## TEXT BLOCK

========

Re: [Parquet] ALP Encoding for Floating point data

Micah Kornfield Tue, 05 May 2026 13:50:07 -0700

Hi Antoine,

> Apologies if the question was already asked, but should we care about
> FLOAT16 for ALP? Can FLOAT + ALP be more efficient than FLOAT16 +
> BYTE_STREAM_SPLIT + LZ4 for example?


It was.  We thought we could defer it for the following reasons:
1.  It's not clear there are a lot of easy reference datasets to test its
effectiveness.  It does look like there might be one or two on huggingface
(e.g. https://huggingface.co/datasets/kikitora/curdie).
2.  It seemed likely that float 16 was more likely used for values that
were less likely to reduce to decimal values.
3.  It could be added as an extension later if needed.

Cheers,
Micah


On Tue, May 5, 2026 at 1:40 PM Antoine Pitrou <[email protected]> wrote:

>
> Hello,
>
> Apologies if the question was already asked, but should we care about
> FLOAT16 for ALP? Can FLOAT + ALP be more efficient than FLOAT16 +
> BYTE_STREAM_SPLIT + LZ4 for example?
>
> Regards
>
> Antoine.

========

[Image location labeling entries]
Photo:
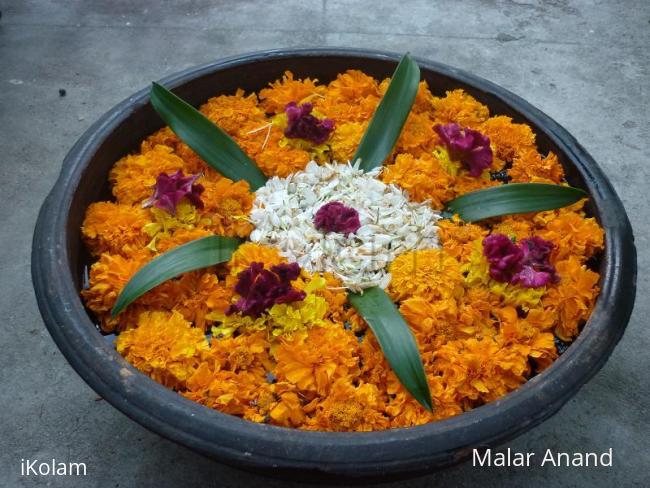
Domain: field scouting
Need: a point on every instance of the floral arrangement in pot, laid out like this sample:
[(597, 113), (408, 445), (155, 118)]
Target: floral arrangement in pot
[(354, 256)]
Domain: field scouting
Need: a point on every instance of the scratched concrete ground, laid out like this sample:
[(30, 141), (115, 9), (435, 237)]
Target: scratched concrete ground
[(585, 63)]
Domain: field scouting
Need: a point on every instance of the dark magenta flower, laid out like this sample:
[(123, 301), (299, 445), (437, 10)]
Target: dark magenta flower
[(537, 269), (301, 124), (527, 264), (503, 255), (260, 288), (466, 145), (170, 189), (336, 217)]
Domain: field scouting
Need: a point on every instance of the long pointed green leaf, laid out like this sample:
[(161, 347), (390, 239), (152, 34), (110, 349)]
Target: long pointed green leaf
[(205, 138), (197, 254), (396, 341), (513, 198), (390, 116)]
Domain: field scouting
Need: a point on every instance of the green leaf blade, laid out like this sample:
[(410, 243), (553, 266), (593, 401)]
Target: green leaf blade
[(396, 341), (211, 143), (391, 114), (194, 255), (513, 198)]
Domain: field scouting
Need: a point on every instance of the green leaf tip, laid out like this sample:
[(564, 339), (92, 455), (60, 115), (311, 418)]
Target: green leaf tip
[(513, 198), (396, 341), (209, 141), (388, 120), (194, 255)]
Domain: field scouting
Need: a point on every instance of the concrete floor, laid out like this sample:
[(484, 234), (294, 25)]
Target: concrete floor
[(585, 63)]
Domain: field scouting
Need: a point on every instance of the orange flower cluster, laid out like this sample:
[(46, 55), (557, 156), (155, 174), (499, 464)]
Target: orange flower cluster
[(314, 364)]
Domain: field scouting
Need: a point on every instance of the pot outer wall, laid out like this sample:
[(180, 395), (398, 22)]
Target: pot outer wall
[(58, 260)]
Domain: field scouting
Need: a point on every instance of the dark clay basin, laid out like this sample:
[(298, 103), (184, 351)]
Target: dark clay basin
[(58, 260)]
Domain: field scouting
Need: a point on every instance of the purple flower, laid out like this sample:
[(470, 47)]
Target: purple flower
[(170, 190), (503, 255), (336, 217), (468, 146), (260, 288), (536, 267), (302, 125), (527, 264)]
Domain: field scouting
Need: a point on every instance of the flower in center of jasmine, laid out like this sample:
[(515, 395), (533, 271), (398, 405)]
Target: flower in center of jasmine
[(336, 217)]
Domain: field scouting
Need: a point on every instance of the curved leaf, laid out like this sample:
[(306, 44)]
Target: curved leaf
[(197, 254), (396, 341), (513, 198), (390, 116), (211, 143)]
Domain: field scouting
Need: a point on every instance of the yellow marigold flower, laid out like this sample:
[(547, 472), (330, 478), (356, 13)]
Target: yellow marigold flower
[(461, 108), (350, 408), (314, 359), (345, 140), (529, 165), (226, 205), (573, 298), (508, 139), (282, 319), (133, 177), (423, 178), (431, 274), (164, 346), (457, 237), (114, 228), (288, 89)]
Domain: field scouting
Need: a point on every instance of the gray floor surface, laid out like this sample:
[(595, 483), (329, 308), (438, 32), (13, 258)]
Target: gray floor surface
[(585, 63)]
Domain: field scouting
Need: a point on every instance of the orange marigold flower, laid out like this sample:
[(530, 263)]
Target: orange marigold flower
[(179, 237), (282, 92), (573, 298), (231, 112), (107, 278), (114, 228), (417, 136), (226, 205), (459, 107), (507, 138), (350, 408), (529, 165), (249, 253), (481, 370), (313, 360), (573, 235), (164, 346), (345, 140), (352, 86), (242, 393), (457, 238), (423, 178), (245, 352), (133, 177), (431, 274)]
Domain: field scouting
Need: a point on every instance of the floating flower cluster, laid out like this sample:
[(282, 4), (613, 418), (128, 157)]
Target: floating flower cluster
[(487, 303), (287, 213)]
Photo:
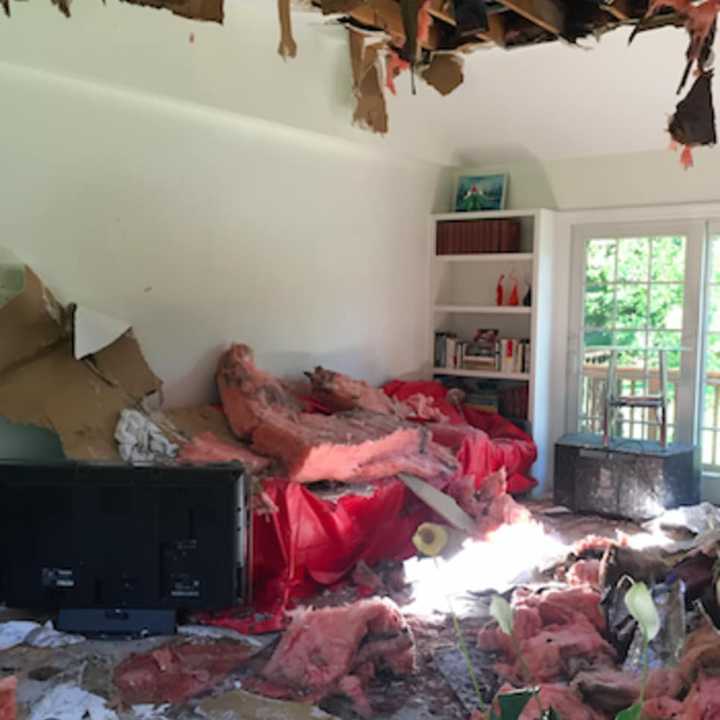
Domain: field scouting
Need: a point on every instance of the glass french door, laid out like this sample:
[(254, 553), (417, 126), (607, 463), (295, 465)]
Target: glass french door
[(636, 291)]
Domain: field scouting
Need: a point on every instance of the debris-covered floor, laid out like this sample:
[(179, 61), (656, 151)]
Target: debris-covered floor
[(207, 672), (391, 552)]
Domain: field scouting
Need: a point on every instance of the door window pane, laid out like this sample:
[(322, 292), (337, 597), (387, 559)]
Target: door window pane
[(710, 415), (633, 303)]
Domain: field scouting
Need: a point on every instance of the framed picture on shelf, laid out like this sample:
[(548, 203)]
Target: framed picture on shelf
[(475, 193)]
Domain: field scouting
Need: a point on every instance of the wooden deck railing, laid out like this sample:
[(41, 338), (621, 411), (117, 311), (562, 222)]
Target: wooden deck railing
[(639, 422)]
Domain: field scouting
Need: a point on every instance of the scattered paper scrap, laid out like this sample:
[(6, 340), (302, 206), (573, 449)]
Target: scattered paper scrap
[(445, 73), (140, 440), (27, 632), (241, 704), (68, 702)]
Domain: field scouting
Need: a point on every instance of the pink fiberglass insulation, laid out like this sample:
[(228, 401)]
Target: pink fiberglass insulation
[(337, 650), (554, 631), (344, 447), (584, 572), (339, 392), (8, 706), (207, 448), (175, 673), (250, 395), (359, 445)]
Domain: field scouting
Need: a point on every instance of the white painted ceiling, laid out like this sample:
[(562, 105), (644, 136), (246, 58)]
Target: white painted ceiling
[(540, 102)]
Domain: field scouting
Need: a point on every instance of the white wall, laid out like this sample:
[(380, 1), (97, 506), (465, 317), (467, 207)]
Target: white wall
[(202, 227)]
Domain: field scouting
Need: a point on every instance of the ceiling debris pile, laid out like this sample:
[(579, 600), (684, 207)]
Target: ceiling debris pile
[(429, 38), (693, 123)]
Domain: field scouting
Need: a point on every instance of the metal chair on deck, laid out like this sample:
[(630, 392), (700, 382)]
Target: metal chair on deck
[(654, 401)]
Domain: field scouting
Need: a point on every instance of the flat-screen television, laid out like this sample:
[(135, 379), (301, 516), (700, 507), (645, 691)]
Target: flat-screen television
[(116, 538)]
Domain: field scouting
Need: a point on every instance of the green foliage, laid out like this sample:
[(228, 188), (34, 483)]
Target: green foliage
[(641, 606), (617, 302), (512, 704), (502, 612)]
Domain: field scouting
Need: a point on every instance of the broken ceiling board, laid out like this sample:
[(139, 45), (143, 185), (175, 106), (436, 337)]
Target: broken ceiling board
[(444, 73), (371, 109), (386, 15), (495, 33), (619, 9), (496, 30), (287, 47), (43, 385), (30, 324), (548, 14), (208, 10)]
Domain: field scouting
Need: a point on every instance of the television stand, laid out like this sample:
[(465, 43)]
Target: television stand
[(116, 622)]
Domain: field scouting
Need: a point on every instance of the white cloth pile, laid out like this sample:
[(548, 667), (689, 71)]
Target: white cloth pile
[(140, 440)]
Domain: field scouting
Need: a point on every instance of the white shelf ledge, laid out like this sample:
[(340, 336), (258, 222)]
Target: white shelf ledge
[(485, 309), (494, 374), (486, 257)]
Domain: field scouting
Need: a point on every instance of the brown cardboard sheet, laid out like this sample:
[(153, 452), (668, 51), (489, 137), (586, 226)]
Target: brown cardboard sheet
[(371, 109), (445, 73), (209, 10), (42, 384)]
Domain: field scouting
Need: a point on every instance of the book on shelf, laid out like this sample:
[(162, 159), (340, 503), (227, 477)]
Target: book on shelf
[(469, 237), (486, 352)]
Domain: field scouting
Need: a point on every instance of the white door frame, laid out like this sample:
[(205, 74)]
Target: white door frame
[(695, 230)]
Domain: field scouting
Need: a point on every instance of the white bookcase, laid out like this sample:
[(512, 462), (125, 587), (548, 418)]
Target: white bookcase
[(462, 299)]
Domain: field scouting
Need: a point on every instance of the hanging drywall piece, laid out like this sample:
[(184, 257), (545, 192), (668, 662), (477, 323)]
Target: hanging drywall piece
[(444, 73), (371, 110), (288, 46), (394, 65), (42, 384), (693, 123), (94, 331), (207, 10), (470, 16)]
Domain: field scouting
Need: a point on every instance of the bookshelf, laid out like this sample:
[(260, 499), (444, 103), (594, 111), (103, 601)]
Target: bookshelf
[(462, 290), (487, 374), (484, 309)]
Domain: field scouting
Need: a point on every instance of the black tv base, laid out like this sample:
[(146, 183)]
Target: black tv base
[(123, 622)]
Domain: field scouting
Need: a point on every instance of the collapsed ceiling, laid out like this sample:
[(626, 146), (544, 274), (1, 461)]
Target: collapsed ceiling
[(428, 39)]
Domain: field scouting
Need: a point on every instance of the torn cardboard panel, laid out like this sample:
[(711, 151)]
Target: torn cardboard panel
[(208, 10), (287, 47), (30, 323), (445, 73), (42, 384), (371, 109), (95, 331)]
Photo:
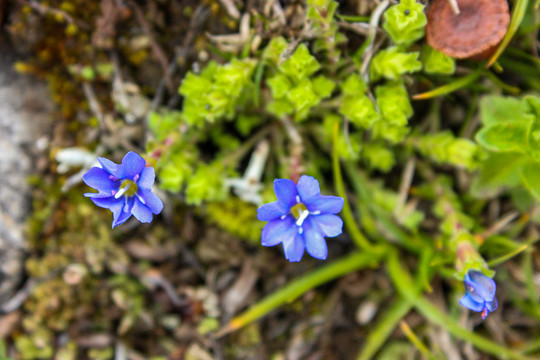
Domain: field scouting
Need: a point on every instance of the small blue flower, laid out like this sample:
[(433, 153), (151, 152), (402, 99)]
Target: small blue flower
[(480, 296), (125, 189), (300, 218)]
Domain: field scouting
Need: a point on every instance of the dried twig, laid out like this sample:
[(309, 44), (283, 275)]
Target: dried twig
[(44, 10), (197, 21), (231, 8), (156, 48), (374, 24)]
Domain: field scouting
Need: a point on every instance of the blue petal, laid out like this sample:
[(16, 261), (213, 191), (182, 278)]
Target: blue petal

========

## TASKS TO CARRY OUT
1. Copy the ALP thread starting at "Micah Kornfield Tue, 05" and ending at "(e.g. https://huggingface.co/datasets/kikitora/curdie).", swapping "LZ4" for "ZSTD".
2. What reasons does the reply in the ALP thread give for putting off FLOAT16 support? List them all.

## THE SOLUTIONS
1.
Micah Kornfield Tue, 05 May 2026 13:50:07 -0700

Hi Antoine,

> Apologies if the question was already asked, but should we care about
> FLOAT16 for ALP? Can FLOAT + ALP be more efficient than FLOAT16 +
> BYTE_STREAM_SPLIT + ZSTD for example?


It was.  We thought we could defer it for the following reasons:
1.  It's not clear there are a lot of easy reference datasets to test its
effectiveness.  It does look like there might be one or two on huggingface
(e.g. https://huggingface.co/datasets/kikitora/curdie).

2.
1. It's not clear there are many easy reference datasets to test how well it works, though there might be one or two on huggingface.
2. Float 16 seemed more likely to be used for values that were less likely to reduce to decimal values.
3. It could be added as an extension later if needed.